▶ [Directions for this task]: Count the lines below that contain the word "outline", treating uppercase and lowercase as different, and reply with the number alone.

▶ [Records to process]:
▬▬▬▬▬▬▬▬▬▬

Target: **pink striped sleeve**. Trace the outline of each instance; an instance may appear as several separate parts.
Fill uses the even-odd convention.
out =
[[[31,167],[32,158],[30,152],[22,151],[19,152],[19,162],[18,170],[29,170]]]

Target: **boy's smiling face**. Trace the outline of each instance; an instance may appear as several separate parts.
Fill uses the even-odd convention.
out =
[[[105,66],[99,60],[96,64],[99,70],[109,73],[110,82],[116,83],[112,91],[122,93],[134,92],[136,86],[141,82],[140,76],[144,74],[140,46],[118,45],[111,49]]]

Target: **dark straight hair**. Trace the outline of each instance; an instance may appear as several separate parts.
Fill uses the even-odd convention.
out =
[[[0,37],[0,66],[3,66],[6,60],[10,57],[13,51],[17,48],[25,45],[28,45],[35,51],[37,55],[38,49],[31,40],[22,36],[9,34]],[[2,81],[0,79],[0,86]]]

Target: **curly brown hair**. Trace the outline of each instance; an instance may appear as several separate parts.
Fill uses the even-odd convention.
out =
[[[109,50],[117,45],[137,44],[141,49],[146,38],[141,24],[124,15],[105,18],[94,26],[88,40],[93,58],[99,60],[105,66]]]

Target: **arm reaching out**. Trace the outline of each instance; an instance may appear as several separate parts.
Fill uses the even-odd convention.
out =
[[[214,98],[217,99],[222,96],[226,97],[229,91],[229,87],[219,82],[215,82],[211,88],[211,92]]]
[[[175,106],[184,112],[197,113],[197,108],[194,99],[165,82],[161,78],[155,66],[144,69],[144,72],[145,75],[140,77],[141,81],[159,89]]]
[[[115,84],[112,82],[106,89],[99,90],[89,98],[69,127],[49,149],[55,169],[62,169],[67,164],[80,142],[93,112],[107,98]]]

▬▬▬▬▬▬▬▬▬▬

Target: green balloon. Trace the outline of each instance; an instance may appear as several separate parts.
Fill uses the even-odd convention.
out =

▬▬▬▬▬▬▬▬▬▬

▶ [Task result]: 6